# [Tasks to carry out]
1/ In the interview excerpt about vegetarian food, how many years does the chef say he has been in this country?
2/ Pick up the interview excerpt about vegetarian food after its final line and carry it forward.

Jenneffer [Dr. Jenneffer Pulapaka, Hari’s wife] probably had some input into that: “You know, why don’t you write about vegetarian food?” And it made sense to me.
I came from India, so for me the 21 years of vegetarian dining that I had in India, I didn’t grow up with pot pies and casseroles and steaks and burgers, so it was easy for me to think of vegetarian food without having to think of those concepts. But having been a chef for so long and having been in this country for 33 years now, I know what comfort food is and if you’re trying to make a change and inspire [people] to think outside the box, I feel like there’s a place for those types of dishes. If someone has reasons to want to be healthy, or it’s some other health reason to make a change, or ethical reasons, but they crave those comfort foods, at least you have to meet them halfway, and some of these dishes are meant to do just that.
Who would benefit from reading this book?

# [Raw data]
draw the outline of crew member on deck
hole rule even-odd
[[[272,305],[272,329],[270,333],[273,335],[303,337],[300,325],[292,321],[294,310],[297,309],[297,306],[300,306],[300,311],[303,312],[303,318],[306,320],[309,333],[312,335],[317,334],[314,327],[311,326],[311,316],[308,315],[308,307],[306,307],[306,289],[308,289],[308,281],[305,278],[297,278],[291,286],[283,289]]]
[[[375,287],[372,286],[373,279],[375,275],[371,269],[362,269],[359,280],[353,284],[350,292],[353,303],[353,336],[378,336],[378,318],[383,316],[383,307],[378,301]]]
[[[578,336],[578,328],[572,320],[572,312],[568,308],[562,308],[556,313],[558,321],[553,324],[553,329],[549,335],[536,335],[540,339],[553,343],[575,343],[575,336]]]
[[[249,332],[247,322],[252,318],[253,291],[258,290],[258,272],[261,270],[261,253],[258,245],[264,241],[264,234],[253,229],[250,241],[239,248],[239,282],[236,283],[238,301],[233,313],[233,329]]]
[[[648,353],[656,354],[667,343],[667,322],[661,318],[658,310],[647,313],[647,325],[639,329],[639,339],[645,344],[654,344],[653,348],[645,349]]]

# [Results]
1/ 33 years

2/
I would hope farmers and federal agencies do, agencies that have to do with the growing of produce and vegetables. Obviously the home cook, chefs, consultants, food service companies, because the Syscos of the world are creating premade products for restaurants and chefs who don’t have the time to do it. I don’t know of any boundaries for who could benefit from the book.
Where do you see yourself in five years?
I feel like in five years my time will be even more valuable and I want to just be really making a difference. And travel! I mean, travel. Clearly travel. Travel on behalf of the profession. I would love to be able to travel and consult and write and cook for people, in addition to teaching full-time at Stetson.
Chef Hari shares this recipe for a showstopping terrine worthy of entertaining.
Beet and Radish Terrine
YIELD: approximately 4 servings
- 2 medium golden beets with tops, washed well
- 2 medium red beets with tops, washed well
- 1 medium daikon radish, washed well
- 2 cups small red radishes with tops, washed well
- 1 package silken tofu, drained
- agar-agar to cold set 2 cups of liquid (follow the directions on packaging)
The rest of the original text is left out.